Exercise requirements — Output the full listing again without altering anything.

Provided material —
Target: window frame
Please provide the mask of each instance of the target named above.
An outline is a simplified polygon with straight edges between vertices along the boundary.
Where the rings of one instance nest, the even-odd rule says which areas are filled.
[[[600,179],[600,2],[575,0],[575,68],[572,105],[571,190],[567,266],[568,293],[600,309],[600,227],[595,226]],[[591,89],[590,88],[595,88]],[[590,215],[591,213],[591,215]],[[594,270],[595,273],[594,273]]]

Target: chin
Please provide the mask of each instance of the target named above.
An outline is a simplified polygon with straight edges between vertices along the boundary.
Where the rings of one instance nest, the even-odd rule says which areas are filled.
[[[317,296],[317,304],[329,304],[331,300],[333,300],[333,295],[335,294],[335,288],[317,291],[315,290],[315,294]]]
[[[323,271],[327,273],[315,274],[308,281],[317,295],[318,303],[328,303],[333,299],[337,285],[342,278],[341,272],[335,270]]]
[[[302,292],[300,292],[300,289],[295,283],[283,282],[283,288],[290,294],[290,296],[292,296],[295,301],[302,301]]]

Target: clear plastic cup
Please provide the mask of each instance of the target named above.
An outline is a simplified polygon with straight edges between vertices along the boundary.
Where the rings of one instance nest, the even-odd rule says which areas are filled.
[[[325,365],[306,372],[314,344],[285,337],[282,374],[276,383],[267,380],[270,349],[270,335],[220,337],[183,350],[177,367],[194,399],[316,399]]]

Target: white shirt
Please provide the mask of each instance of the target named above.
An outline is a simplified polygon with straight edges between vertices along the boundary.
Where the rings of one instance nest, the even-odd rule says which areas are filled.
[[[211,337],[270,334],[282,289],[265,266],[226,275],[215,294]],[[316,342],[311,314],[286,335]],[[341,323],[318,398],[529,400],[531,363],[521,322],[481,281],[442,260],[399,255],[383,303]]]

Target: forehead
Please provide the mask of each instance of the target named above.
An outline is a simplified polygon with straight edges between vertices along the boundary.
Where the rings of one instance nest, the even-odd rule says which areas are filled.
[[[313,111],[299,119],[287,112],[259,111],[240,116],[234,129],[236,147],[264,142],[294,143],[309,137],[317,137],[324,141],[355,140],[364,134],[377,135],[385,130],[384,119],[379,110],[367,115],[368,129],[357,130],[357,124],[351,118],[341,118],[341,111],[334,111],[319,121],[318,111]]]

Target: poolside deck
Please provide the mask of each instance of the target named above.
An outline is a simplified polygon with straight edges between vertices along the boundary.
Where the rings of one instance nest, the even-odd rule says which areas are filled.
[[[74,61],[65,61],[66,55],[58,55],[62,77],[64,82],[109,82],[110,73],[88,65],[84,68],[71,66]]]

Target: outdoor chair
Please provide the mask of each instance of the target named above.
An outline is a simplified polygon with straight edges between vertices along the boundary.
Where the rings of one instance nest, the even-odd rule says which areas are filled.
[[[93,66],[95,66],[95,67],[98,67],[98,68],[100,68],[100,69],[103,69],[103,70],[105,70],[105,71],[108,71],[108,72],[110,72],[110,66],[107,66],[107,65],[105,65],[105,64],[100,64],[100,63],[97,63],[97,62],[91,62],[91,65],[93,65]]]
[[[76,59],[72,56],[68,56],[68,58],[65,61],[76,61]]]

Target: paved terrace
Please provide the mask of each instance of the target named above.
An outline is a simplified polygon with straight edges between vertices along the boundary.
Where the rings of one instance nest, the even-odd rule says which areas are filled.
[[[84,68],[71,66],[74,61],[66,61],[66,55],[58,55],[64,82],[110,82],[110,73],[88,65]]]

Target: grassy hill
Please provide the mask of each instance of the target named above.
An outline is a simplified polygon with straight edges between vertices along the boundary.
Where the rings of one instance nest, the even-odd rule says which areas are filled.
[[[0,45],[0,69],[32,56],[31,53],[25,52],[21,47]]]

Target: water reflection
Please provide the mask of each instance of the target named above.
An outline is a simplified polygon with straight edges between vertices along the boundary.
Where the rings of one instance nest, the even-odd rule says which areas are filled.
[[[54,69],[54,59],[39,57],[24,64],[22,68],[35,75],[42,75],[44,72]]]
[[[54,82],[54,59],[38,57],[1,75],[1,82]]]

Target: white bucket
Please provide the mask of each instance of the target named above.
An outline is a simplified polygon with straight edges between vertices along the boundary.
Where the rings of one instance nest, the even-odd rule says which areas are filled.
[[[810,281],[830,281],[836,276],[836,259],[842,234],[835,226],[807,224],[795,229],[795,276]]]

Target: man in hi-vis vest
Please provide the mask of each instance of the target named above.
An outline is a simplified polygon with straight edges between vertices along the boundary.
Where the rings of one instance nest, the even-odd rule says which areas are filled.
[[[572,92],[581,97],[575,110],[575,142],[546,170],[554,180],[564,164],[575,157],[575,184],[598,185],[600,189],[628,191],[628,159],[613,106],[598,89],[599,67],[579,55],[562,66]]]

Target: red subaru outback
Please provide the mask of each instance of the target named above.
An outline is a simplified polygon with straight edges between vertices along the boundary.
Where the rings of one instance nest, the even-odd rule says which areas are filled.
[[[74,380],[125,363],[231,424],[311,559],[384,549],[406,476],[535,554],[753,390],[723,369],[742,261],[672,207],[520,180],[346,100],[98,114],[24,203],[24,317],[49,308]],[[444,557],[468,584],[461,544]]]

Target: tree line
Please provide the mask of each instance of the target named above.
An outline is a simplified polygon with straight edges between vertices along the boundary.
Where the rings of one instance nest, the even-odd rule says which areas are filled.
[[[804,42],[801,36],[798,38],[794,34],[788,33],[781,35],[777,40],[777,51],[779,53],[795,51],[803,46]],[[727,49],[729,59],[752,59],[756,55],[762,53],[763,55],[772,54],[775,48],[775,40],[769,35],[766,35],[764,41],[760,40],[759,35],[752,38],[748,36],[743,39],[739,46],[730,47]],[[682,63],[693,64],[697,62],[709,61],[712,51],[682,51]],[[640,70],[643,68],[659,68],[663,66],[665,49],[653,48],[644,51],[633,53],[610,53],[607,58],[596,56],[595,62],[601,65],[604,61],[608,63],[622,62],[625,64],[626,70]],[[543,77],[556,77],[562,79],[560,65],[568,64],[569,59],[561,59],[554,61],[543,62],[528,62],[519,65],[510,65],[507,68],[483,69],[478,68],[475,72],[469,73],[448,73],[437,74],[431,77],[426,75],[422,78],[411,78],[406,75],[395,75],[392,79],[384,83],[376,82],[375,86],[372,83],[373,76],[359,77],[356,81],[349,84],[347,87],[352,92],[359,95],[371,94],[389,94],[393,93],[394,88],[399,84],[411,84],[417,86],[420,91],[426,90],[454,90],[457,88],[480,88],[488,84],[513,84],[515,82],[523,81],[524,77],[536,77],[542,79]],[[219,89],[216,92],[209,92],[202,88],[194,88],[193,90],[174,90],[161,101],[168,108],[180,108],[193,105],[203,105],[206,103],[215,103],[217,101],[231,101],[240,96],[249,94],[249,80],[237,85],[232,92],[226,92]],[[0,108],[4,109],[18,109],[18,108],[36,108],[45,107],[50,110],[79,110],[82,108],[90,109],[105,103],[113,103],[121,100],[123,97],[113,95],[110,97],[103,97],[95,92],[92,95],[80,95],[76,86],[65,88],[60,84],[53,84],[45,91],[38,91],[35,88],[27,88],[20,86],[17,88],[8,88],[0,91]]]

Written solution —
Target: window frame
Please provide the mask of each instance of the target named above.
An outline is a simplified polygon with straight edges between vertices along the boundary.
Where the rings of one instance nest, the even-odd rule says which areas are filled.
[[[600,179],[600,2],[575,0],[575,68],[572,105],[571,190],[567,266],[568,293],[600,309],[600,227],[595,226]],[[591,89],[590,88],[595,88]],[[590,215],[591,213],[591,215]],[[594,270],[595,273],[594,273]]]

Target: chin
Please provide the mask of each instance of the target named above.
An outline is a simplified polygon with straight edges between vertices along the boundary.
Where the rings of one instance nest, the even-odd rule says which areas are filled.
[[[317,296],[317,304],[329,304],[331,300],[333,300],[333,295],[335,294],[335,288],[317,291],[315,290],[315,294]]]
[[[323,271],[327,273],[315,274],[308,281],[317,295],[318,303],[328,303],[333,299],[337,285],[342,278],[341,272],[335,270]]]
[[[302,292],[300,292],[300,289],[295,283],[283,282],[283,288],[290,294],[290,296],[292,296],[295,301],[302,301]]]

Target: clear plastic cup
Please provide the mask of each instance of the target named above.
An outline is a simplified polygon with straight edges between vertices along the boundary.
Where the rings of one instance nest, the even-odd rule says which areas are filled.
[[[325,365],[306,372],[314,344],[285,337],[282,374],[276,383],[267,380],[270,349],[270,335],[220,337],[183,350],[177,367],[194,399],[316,399]]]

Target: white shirt
Please provide the mask of each instance of the target named above.
An outline is a simplified polygon with straight edges between vertices along the boundary.
Where the rings of one instance nest, the even-odd rule says which areas are filled.
[[[211,337],[270,334],[282,289],[265,266],[226,275],[215,294]],[[316,342],[311,314],[286,335]],[[341,323],[318,398],[529,400],[531,363],[521,322],[481,281],[442,260],[399,255],[383,303]]]

Target: forehead
Please provide the mask of each instance of the target named above.
An outline is a simplified polygon with straight edges between vertices along the boundary.
Where the rings of one instance nest, the even-odd rule says which areas are filled.
[[[313,111],[299,119],[287,112],[259,111],[240,116],[234,129],[236,147],[264,142],[294,143],[309,137],[317,137],[324,141],[355,140],[364,134],[377,135],[385,130],[384,119],[379,110],[367,115],[368,129],[357,130],[357,124],[351,118],[341,118],[341,111],[334,111],[319,121],[318,111]]]

Target: poolside deck
Please provide the mask of each instance of the target named above.
An outline is a simplified polygon with straight edges between vertices along the boundary.
Where the rings of one instance nest, the even-odd rule says which areas are filled.
[[[74,61],[65,61],[66,55],[58,55],[62,77],[64,82],[109,82],[110,73],[88,65],[84,68],[71,66]]]

Target: outdoor chair
Please provide the mask of each instance of the target named above.
An outline is a simplified polygon with straight edges between vertices along the boundary.
Where the rings of one instance nest, the even-odd rule says which areas are filled.
[[[93,66],[95,66],[95,67],[98,67],[98,68],[100,68],[100,69],[103,69],[103,70],[105,70],[105,71],[108,71],[108,72],[110,72],[110,66],[107,66],[107,65],[105,65],[105,64],[100,64],[100,63],[97,63],[97,62],[91,62],[91,65],[93,65]]]
[[[76,59],[72,56],[68,56],[68,58],[65,61],[76,61]]]

Target: paved terrace
Please provide the mask of each instance of the target named above.
An outline is a simplified polygon with straight edges between vertices along the boundary.
Where the rings of one instance nest, the even-odd rule says which areas are filled.
[[[84,68],[71,66],[74,61],[66,61],[66,55],[58,55],[64,82],[110,82],[110,73],[88,65]]]

Target: grassy hill
Please provide the mask of each instance of the target named above.
An outline is a simplified polygon with straight edges between vertices along the boundary.
Where the rings of one instance nest, the even-odd rule says which areas are filled.
[[[0,45],[0,69],[32,56],[31,53],[25,52],[21,47]]]

Target: water reflection
Please provide the mask of each instance of the target named above.
An outline is a simplified polygon with straight edges between vertices along the boundary.
Where the rings of one instance nest, the even-odd rule says which areas are filled.
[[[54,69],[54,59],[39,57],[24,64],[22,68],[35,75],[42,75],[44,72]]]
[[[54,82],[54,59],[38,57],[1,75],[1,82]]]

Target: white bucket
Please provide the mask of each instance of the target named above.
An outline is a simplified polygon with straight edges between vertices along the boundary.
Where the rings of one instance nest, the even-odd rule says which areas are filled.
[[[810,281],[830,281],[836,276],[836,259],[842,234],[835,226],[807,224],[795,229],[795,276]]]

Target: man in hi-vis vest
Please provide the mask of each instance of the target named above.
An outline is a simplified polygon with straight edges between vertices along the boundary.
Where the rings of one instance nest, the even-odd rule says which areas are filled.
[[[572,92],[581,97],[575,110],[575,142],[546,170],[554,180],[564,164],[575,157],[575,184],[598,185],[600,189],[628,191],[628,159],[613,106],[598,89],[599,67],[579,55],[562,66]]]

Target: red subaru outback
Please provide the mask of each instance of the target named above.
An outline is a simplified polygon with straight edges between vertices along the boundary.
Where the rings of one instance nest, the even-odd rule says which areas are filled.
[[[74,380],[125,363],[231,424],[311,559],[384,549],[406,476],[535,554],[753,390],[723,369],[742,261],[672,207],[520,180],[346,100],[98,114],[24,203],[24,317],[49,308]],[[444,557],[468,584],[461,544]]]

Target: tree line
Please provide the mask of each instance of the target named above.
An outline is a simplified polygon with straight edges between vertices along the boundary.
Where the rings of one instance nest, the even-odd rule says which areas are filled.
[[[804,42],[801,36],[798,38],[794,34],[788,33],[781,35],[777,40],[777,51],[779,53],[795,51],[803,46]],[[727,49],[729,59],[752,59],[756,55],[762,53],[763,55],[772,54],[775,48],[775,40],[769,35],[766,35],[764,41],[760,40],[759,35],[752,38],[748,36],[743,39],[739,46],[730,47]],[[682,63],[693,64],[697,62],[709,61],[712,51],[682,51]],[[640,70],[643,68],[659,68],[663,66],[665,49],[653,48],[644,51],[633,53],[610,53],[607,58],[596,56],[595,62],[601,65],[604,61],[608,63],[622,62],[625,64],[626,70]],[[543,77],[556,77],[562,79],[560,65],[568,64],[569,59],[561,59],[554,61],[543,62],[528,62],[519,65],[510,65],[507,68],[483,69],[478,68],[475,72],[469,73],[448,73],[437,74],[431,77],[426,75],[422,78],[411,78],[406,75],[395,75],[392,79],[384,83],[376,82],[375,86],[372,83],[373,76],[359,77],[356,81],[349,84],[347,87],[352,92],[359,95],[371,94],[389,94],[393,93],[394,88],[399,84],[411,84],[417,86],[420,91],[426,90],[454,90],[457,88],[480,88],[488,84],[513,84],[515,82],[523,81],[524,77],[536,77],[542,79]],[[219,89],[216,92],[209,92],[202,88],[194,88],[193,90],[174,90],[161,101],[168,108],[180,108],[193,105],[203,105],[206,103],[215,103],[217,101],[231,101],[240,96],[249,94],[249,80],[237,85],[232,92],[226,92]],[[0,108],[4,109],[18,109],[18,108],[36,108],[45,107],[50,110],[79,110],[82,108],[90,109],[105,103],[113,103],[121,100],[123,97],[113,95],[110,97],[103,97],[95,92],[92,95],[80,95],[76,86],[65,88],[60,84],[53,84],[45,91],[38,91],[35,88],[27,88],[20,86],[17,88],[8,88],[0,91]]]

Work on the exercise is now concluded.